» **The task**
Among the records below, find each line containing the word "wheel" and copy it.

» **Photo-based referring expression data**
* * * * *

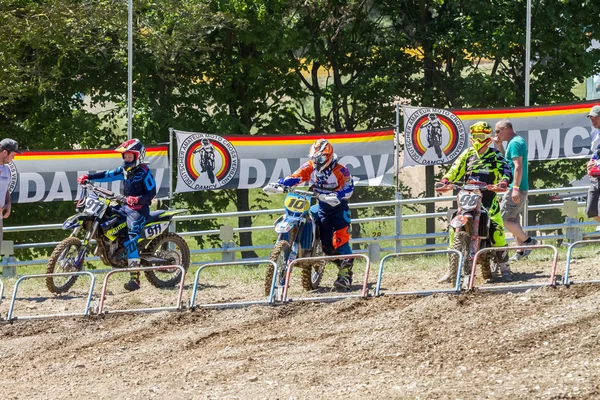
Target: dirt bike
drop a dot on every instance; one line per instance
(434, 139)
(471, 225)
(99, 218)
(297, 237)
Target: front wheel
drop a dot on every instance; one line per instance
(172, 247)
(63, 259)
(279, 255)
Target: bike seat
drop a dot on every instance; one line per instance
(155, 215)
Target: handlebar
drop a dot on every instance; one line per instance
(441, 187)
(276, 188)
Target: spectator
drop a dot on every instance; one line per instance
(8, 149)
(591, 207)
(514, 200)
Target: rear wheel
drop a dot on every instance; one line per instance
(63, 259)
(279, 255)
(172, 247)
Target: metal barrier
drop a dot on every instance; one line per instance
(86, 311)
(396, 239)
(567, 267)
(143, 269)
(539, 246)
(337, 257)
(428, 253)
(232, 304)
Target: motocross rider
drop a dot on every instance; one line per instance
(489, 166)
(139, 188)
(326, 176)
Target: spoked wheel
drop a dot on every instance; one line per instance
(171, 247)
(313, 274)
(279, 256)
(63, 259)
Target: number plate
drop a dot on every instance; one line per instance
(94, 206)
(468, 200)
(296, 203)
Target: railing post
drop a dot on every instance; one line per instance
(375, 251)
(226, 236)
(572, 233)
(7, 251)
(398, 211)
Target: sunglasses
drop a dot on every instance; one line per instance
(480, 136)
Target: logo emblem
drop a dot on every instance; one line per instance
(434, 136)
(14, 175)
(207, 162)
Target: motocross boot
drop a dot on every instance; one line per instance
(134, 277)
(344, 278)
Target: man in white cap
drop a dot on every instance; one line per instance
(8, 149)
(591, 207)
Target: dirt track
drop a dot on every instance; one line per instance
(539, 344)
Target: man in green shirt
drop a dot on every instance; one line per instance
(514, 200)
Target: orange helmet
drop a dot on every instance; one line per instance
(481, 135)
(321, 154)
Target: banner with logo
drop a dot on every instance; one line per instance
(437, 136)
(41, 176)
(208, 162)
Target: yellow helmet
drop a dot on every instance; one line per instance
(481, 135)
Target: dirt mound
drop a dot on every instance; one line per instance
(538, 344)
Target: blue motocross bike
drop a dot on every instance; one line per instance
(297, 237)
(100, 219)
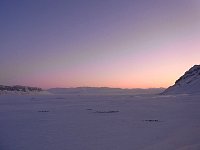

* * * * *

» **Answer space**
Target: front wheel
Target: rear wheel
Target: spoked wheel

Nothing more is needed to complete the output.